* TASK STATEMENT: Reproduce every one of the rows below verbatim, leaving out the pictures.

[Segmentation labeling rows]
════

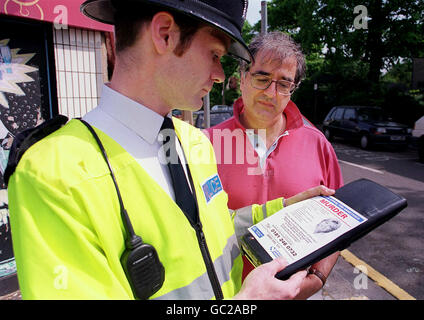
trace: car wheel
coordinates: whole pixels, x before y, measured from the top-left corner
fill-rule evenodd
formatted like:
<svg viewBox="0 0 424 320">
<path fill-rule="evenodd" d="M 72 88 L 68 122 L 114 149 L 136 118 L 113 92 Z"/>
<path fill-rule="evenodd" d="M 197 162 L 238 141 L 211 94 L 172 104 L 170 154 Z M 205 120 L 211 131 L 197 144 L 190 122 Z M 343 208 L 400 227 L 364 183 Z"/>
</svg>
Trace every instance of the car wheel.
<svg viewBox="0 0 424 320">
<path fill-rule="evenodd" d="M 333 138 L 333 137 L 331 136 L 330 129 L 325 129 L 325 130 L 324 130 L 324 136 L 327 138 L 327 140 L 328 140 L 328 141 L 331 141 L 331 139 Z"/>
<path fill-rule="evenodd" d="M 369 138 L 366 134 L 361 136 L 361 140 L 359 141 L 362 149 L 368 149 L 370 146 Z"/>
<path fill-rule="evenodd" d="M 424 162 L 424 137 L 418 140 L 418 158 L 421 162 Z"/>
</svg>

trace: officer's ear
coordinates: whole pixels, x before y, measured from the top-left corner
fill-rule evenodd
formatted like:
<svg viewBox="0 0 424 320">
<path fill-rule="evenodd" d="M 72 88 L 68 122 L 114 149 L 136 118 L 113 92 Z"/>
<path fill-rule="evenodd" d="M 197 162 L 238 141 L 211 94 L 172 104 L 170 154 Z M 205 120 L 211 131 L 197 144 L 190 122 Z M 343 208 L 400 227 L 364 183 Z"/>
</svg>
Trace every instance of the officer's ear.
<svg viewBox="0 0 424 320">
<path fill-rule="evenodd" d="M 158 12 L 150 24 L 153 46 L 158 54 L 173 52 L 179 41 L 179 28 L 168 12 Z"/>
</svg>

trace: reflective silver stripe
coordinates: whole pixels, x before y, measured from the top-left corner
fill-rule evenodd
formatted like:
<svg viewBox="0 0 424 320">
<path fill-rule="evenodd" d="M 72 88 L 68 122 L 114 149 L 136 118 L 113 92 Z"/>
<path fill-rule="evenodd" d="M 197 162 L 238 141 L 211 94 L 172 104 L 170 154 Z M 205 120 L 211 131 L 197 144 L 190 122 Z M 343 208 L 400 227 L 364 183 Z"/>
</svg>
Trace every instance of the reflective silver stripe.
<svg viewBox="0 0 424 320">
<path fill-rule="evenodd" d="M 268 217 L 268 215 L 266 214 L 266 202 L 262 205 L 262 213 L 264 215 L 264 219 Z"/>
<path fill-rule="evenodd" d="M 233 234 L 228 238 L 227 244 L 225 245 L 223 254 L 219 256 L 215 262 L 214 267 L 216 274 L 219 279 L 219 283 L 222 285 L 224 282 L 230 280 L 230 272 L 233 268 L 234 260 L 240 255 L 240 249 L 237 245 L 236 235 Z M 166 268 L 166 266 L 165 266 Z M 187 268 L 190 268 L 189 266 Z M 166 275 L 165 275 L 166 277 Z M 200 277 L 196 278 L 189 285 L 175 289 L 171 292 L 164 294 L 163 296 L 155 298 L 155 300 L 210 300 L 214 297 L 212 285 L 209 280 L 208 273 L 205 272 Z M 230 298 L 230 297 L 225 297 Z"/>
<path fill-rule="evenodd" d="M 237 236 L 237 241 L 246 234 L 247 228 L 253 225 L 252 206 L 237 209 L 234 217 L 234 229 Z"/>
</svg>

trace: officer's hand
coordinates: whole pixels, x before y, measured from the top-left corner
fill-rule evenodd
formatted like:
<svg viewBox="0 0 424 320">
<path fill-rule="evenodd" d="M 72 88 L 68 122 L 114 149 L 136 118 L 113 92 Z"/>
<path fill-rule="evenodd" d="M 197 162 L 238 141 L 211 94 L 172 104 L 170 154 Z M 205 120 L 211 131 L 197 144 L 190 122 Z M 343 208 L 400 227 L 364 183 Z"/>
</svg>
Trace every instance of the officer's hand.
<svg viewBox="0 0 424 320">
<path fill-rule="evenodd" d="M 300 291 L 306 271 L 293 274 L 288 280 L 275 278 L 287 263 L 282 258 L 265 263 L 249 273 L 240 292 L 234 296 L 238 300 L 289 300 L 294 299 Z"/>
<path fill-rule="evenodd" d="M 285 204 L 286 206 L 289 206 L 293 203 L 306 200 L 315 196 L 332 196 L 334 192 L 335 190 L 327 188 L 325 186 L 317 186 L 286 199 Z"/>
</svg>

════

* COMPLETE OUTPUT:
trace: car wheel
coordinates: whole pixels, x before y, measured from the top-left corner
fill-rule evenodd
formatted like:
<svg viewBox="0 0 424 320">
<path fill-rule="evenodd" d="M 72 88 L 68 122 L 114 149 L 136 118 L 113 92 Z"/>
<path fill-rule="evenodd" d="M 197 162 L 238 141 L 211 94 L 172 104 L 170 154 Z M 205 120 L 211 131 L 197 144 L 190 122 Z M 343 208 L 400 227 L 364 183 Z"/>
</svg>
Trace every instance of the car wheel.
<svg viewBox="0 0 424 320">
<path fill-rule="evenodd" d="M 333 138 L 333 137 L 331 136 L 330 129 L 325 129 L 325 130 L 324 130 L 324 136 L 327 138 L 327 140 L 328 140 L 328 141 L 331 141 L 331 139 Z"/>
<path fill-rule="evenodd" d="M 369 138 L 366 134 L 361 136 L 361 140 L 359 141 L 362 149 L 368 149 L 370 146 Z"/>
<path fill-rule="evenodd" d="M 424 162 L 424 137 L 418 140 L 418 158 L 421 162 Z"/>
</svg>

trace: officer's ear
coordinates: whole pixels, x before y, measured from the top-left corner
fill-rule evenodd
formatted like:
<svg viewBox="0 0 424 320">
<path fill-rule="evenodd" d="M 72 88 L 68 122 L 114 149 L 136 118 L 113 92 Z"/>
<path fill-rule="evenodd" d="M 197 162 L 238 141 L 211 94 L 172 104 L 170 154 Z M 205 120 L 211 131 L 197 144 L 190 122 Z M 343 208 L 400 227 L 364 183 Z"/>
</svg>
Trace every instance of the officer's ear.
<svg viewBox="0 0 424 320">
<path fill-rule="evenodd" d="M 158 12 L 150 24 L 153 46 L 158 54 L 173 52 L 179 41 L 179 28 L 168 12 Z"/>
</svg>

trace: reflective silver stripe
coordinates: whole pixels, x before y, measured from the top-left corner
fill-rule evenodd
formatted like:
<svg viewBox="0 0 424 320">
<path fill-rule="evenodd" d="M 72 88 L 68 122 L 114 149 L 136 118 L 113 92 Z"/>
<path fill-rule="evenodd" d="M 197 162 L 238 141 L 211 94 L 172 104 L 170 154 Z M 205 120 L 211 131 L 197 144 L 190 122 Z M 343 208 L 400 227 L 364 183 Z"/>
</svg>
Trace every instance of the reflective silver stripe.
<svg viewBox="0 0 424 320">
<path fill-rule="evenodd" d="M 268 217 L 268 215 L 266 214 L 266 202 L 262 205 L 262 213 L 264 215 L 264 219 Z"/>
<path fill-rule="evenodd" d="M 233 234 L 228 238 L 227 244 L 225 245 L 223 254 L 219 256 L 215 262 L 214 267 L 216 274 L 219 279 L 219 283 L 222 285 L 224 282 L 230 280 L 230 272 L 233 268 L 234 260 L 240 255 L 240 249 L 237 245 L 236 235 Z M 166 268 L 166 266 L 165 266 Z M 187 268 L 190 268 L 189 266 Z M 166 275 L 165 275 L 166 277 Z M 200 277 L 196 278 L 189 285 L 175 289 L 171 292 L 164 294 L 163 296 L 155 298 L 155 300 L 210 300 L 214 297 L 212 285 L 209 280 L 208 273 L 205 272 Z M 230 298 L 230 297 L 225 297 Z"/>
<path fill-rule="evenodd" d="M 237 236 L 237 241 L 246 234 L 247 228 L 253 225 L 252 206 L 237 209 L 234 217 L 234 229 Z"/>
</svg>

trace: officer's hand
coordinates: whole pixels, x before y, measured from the top-left corner
fill-rule evenodd
formatted like:
<svg viewBox="0 0 424 320">
<path fill-rule="evenodd" d="M 72 88 L 68 122 L 114 149 L 136 118 L 113 92 Z"/>
<path fill-rule="evenodd" d="M 197 162 L 238 141 L 211 94 L 172 104 L 170 154 Z M 205 120 L 211 131 L 197 144 L 190 122 Z M 343 208 L 400 227 L 364 183 Z"/>
</svg>
Trace every instance of the officer's hand.
<svg viewBox="0 0 424 320">
<path fill-rule="evenodd" d="M 300 291 L 306 271 L 293 274 L 288 280 L 275 278 L 287 263 L 282 258 L 265 263 L 249 273 L 240 292 L 234 296 L 238 300 L 289 300 L 294 299 Z"/>
<path fill-rule="evenodd" d="M 285 204 L 286 206 L 289 206 L 293 203 L 306 200 L 315 196 L 332 196 L 334 192 L 335 190 L 327 188 L 325 186 L 317 186 L 286 199 Z"/>
</svg>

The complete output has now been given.